## Requirements
Return each of the following rows unchanged, matching them character for character.

★ ★ ★ ★

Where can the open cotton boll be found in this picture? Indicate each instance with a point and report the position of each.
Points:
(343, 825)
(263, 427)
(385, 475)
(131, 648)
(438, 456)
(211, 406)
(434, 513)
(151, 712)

★ ★ ★ ★

## Finished answer
Where can the open cotton boll be found in this picture? Indicate each instance with a point and report the position of each.
Points:
(343, 825)
(263, 427)
(385, 475)
(131, 648)
(438, 456)
(211, 406)
(434, 513)
(151, 712)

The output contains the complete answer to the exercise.